_Challenge:_
Repeat the lines from the line with "I need to find the blurred background" up to and including the line with "[[0, 595, 1169, 922]]", keeping each one unchanged.
──────────────────────────────
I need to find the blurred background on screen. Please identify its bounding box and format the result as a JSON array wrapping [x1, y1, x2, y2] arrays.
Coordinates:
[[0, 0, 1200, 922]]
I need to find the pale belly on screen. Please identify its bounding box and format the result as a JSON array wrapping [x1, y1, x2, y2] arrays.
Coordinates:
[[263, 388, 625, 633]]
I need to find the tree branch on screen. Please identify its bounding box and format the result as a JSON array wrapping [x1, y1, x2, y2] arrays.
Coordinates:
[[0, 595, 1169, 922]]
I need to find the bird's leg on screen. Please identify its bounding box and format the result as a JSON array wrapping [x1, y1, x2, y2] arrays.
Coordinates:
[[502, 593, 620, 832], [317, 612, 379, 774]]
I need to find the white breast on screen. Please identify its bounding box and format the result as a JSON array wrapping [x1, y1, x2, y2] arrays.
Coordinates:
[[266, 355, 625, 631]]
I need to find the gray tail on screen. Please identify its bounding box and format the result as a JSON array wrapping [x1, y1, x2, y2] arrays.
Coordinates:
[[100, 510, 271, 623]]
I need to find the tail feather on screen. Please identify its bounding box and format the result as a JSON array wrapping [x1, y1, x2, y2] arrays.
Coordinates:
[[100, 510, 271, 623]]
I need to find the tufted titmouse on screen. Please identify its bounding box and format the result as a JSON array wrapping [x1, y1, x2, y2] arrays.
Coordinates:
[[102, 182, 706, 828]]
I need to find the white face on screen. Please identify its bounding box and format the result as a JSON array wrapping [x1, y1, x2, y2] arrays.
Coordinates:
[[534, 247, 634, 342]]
──────────────────────────────
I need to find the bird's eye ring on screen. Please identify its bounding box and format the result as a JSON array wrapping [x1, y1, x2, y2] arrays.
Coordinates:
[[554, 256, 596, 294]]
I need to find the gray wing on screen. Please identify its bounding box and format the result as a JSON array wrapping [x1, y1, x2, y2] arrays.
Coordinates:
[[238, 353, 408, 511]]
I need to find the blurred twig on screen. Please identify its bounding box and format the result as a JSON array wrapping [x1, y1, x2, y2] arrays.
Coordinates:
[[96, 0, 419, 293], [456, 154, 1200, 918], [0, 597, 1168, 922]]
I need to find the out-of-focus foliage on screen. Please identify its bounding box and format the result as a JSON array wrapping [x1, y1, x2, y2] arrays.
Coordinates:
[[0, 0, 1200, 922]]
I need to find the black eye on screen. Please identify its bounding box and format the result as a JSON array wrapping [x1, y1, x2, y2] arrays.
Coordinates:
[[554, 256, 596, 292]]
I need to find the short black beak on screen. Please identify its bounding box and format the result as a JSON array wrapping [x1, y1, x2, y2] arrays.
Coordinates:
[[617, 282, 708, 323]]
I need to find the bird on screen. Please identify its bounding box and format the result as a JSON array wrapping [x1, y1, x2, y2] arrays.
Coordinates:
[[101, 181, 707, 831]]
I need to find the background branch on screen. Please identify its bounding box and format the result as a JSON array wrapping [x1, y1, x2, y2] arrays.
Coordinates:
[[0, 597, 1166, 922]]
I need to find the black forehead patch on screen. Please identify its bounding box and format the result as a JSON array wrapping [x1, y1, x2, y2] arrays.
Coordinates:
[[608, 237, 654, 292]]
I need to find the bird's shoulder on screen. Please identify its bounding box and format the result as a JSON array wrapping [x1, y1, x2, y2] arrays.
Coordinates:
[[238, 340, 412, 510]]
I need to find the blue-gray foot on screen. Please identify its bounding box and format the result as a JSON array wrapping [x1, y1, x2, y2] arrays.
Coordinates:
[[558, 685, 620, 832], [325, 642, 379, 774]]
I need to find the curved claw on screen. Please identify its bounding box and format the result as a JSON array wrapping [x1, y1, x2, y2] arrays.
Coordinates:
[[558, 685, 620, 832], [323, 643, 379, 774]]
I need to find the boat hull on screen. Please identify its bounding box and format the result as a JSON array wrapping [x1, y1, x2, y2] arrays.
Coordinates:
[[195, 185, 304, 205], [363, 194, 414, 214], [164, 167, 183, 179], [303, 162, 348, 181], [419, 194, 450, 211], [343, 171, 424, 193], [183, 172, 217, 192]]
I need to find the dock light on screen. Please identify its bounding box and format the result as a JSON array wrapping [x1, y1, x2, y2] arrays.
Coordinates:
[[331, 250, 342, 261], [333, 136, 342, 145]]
──────────────────────────────
_Response to this task:_
I need to find the blurred background on screen. Please identify its bounding box and format the result as a JSON array wrapping [x1, y1, x2, y2] arrays.
Coordinates:
[[0, 0, 1200, 922]]
I need to find the pale belly on screen. Please identify its bounding box and format the result as a JSON array wrapping [x1, y1, x2, y2] arrays.
Coordinates:
[[263, 388, 625, 633]]
I need to find the tree branch on screen. Please identify its bounding box and format the result as a JSON array wrapping [x1, y1, x2, y2] arrays.
Coordinates:
[[0, 595, 1169, 922]]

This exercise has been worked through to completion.